Please output the entries below from the line that contains "For every instance of the tilled" through the final line, reproduced exactly and alone.

# START OF PROVIDED RECORDS

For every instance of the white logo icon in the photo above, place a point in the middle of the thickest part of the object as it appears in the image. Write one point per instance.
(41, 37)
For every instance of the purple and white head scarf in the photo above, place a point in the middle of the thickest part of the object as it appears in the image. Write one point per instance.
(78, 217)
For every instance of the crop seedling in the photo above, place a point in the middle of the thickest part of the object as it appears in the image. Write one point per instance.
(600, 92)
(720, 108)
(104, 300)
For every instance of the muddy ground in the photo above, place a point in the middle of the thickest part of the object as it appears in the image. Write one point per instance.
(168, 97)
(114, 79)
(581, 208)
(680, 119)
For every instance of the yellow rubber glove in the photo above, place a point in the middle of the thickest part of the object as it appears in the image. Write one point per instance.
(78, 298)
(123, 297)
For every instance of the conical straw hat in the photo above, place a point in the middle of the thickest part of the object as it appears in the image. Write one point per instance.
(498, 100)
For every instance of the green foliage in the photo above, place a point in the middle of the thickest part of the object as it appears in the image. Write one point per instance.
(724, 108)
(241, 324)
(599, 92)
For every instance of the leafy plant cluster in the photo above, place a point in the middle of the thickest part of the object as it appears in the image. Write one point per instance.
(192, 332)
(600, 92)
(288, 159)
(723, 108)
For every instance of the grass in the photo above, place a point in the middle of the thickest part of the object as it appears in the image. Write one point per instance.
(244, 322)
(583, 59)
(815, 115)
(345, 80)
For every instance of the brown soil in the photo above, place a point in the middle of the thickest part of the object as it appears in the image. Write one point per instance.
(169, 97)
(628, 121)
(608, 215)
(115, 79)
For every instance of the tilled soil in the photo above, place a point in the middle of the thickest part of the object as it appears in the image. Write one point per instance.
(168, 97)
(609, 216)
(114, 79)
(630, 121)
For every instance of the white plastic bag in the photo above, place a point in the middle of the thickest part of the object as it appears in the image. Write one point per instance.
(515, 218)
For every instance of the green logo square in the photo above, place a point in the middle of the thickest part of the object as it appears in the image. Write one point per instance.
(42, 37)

# END OF PROVIDED RECORDS

> **TASK OUTPUT**:
For every instance of the tilled soil in the photo above, place a point in the middle of the thickest part of the object as it appears in the image. Write one point per instance.
(168, 97)
(609, 216)
(114, 79)
(630, 121)
For every instance of the white plastic bag in the photo above, place a point in the middle of the thickest part of the object as it appears in the image. Write one point per instance.
(515, 218)
For every instance of the green logo square in the photo above, place a point in the middle of the thickest part of the object as it appears in the image. Write one point per instance.
(42, 37)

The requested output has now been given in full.